▸ **Problem 1**
Using the Thanksgiving text, decide whether each statement agrees with it. Answer yes or no for each and quote the exact words of the text that decide it.
(a) Since last November, the writer has visited Plimouth Colony in Massachusetts.
(b) The writer is very impressed by having ancestors who came on the Mayflower.
(c) The Pilgrims meant to extend religious tolerance to the native people they met in America.

## Start Text extract

I don’t believe he is partial to either pecan or pumpkin pie. I think Quadequina would have liked to see us celebrate equal rights and justice each November. The story of Thanksgiving is mostly mythical, since very little was recorded at the time. Turkeys may not be the best logo for American seasonal gratitude. Popcorn deserves a place at the table.
Since last November I have visited my ancestral homeland at Plimouth Colony in Massachusetts. The museum and displays helped me to more vividly picture what those Pilgrims were doing in the 1600s. I have many ancestors who arrived on the Mayflower, and I am not overly impressed with that fact. I am, however, truly grateful to learn that I am Wampanoag. I study history by learning about my family tree. Thanksgiving, as taught in elementary school, has very little to do with the real events that took place at the time. There was a feast and celebration, and there was a great deal of unease about these English people who built a fort around their town and put cannons on the second story of their church. These Pilgrims, who are depicted to children as seeking religious freedom, only believed in religious freedom for themselves. They had been repressed in Holland for their beliefs and wanted a place where their somewhat radical thinking would not clash with any royal Euros. They did not propose to extend religious freedom and tolerance to the native people they encountered in America. They proposed to convert them to Christianity, their own style of Christianity.

## End Text extract
## Start Task inputs

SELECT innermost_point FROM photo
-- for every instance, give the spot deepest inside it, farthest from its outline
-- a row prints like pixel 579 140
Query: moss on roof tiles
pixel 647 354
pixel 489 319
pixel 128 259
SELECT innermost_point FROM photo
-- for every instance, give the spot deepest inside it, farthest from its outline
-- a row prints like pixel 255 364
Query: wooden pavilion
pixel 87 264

## End Task inputs
## Start Task inputs

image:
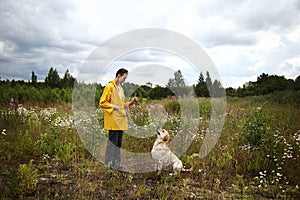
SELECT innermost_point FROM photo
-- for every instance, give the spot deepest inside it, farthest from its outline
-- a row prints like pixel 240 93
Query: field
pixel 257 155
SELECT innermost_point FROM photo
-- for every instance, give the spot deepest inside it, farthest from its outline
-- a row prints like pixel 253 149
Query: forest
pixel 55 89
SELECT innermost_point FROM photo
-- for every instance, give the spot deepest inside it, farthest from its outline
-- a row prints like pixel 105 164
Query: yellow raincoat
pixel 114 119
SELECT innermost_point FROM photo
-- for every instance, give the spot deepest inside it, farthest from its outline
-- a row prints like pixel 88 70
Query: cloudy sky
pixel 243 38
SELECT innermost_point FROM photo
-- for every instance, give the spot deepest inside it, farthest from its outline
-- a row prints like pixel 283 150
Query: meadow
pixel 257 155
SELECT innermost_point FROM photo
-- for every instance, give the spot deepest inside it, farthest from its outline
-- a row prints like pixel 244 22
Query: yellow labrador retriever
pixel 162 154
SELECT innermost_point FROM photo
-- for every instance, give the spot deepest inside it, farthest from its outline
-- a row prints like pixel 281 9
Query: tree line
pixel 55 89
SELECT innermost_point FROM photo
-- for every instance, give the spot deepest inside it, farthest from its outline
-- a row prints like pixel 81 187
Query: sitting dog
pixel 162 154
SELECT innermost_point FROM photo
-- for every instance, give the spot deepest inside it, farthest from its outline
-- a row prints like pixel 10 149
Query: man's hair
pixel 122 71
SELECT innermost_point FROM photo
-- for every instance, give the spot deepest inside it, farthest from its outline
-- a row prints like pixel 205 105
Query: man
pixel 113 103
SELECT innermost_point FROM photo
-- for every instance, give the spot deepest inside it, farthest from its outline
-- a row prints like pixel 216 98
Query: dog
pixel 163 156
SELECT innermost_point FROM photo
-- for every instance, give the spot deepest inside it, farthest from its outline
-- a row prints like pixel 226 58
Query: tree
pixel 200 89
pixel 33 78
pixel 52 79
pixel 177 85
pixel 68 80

## End Task inputs
## Start Task inputs

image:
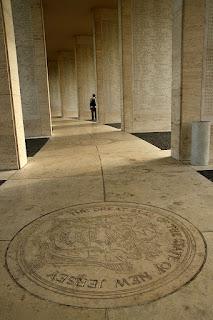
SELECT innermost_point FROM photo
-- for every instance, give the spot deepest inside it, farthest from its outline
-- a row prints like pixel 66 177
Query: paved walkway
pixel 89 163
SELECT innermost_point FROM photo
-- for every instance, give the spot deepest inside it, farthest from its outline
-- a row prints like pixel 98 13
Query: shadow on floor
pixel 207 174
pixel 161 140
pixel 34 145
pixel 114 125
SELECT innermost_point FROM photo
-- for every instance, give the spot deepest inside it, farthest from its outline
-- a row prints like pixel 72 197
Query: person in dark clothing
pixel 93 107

## End Task inputs

▸ **Problem 2**
State how many lines of the records contain the string "yellow", with case counting. Reply with the number alone.

▸ **Complete output 1**
(a) Yes: "Since last November I have visited my ancestral homeland at Plimouth Colony in Massachusetts."
(b) No: "I have many ancestors who arrived on the Mayflower, and I am not overly impressed with that fact."
(c) No: "They did not propose to extend religious freedom and tolerance to the native people they encountered in America."

▸ **Complete output 2**
2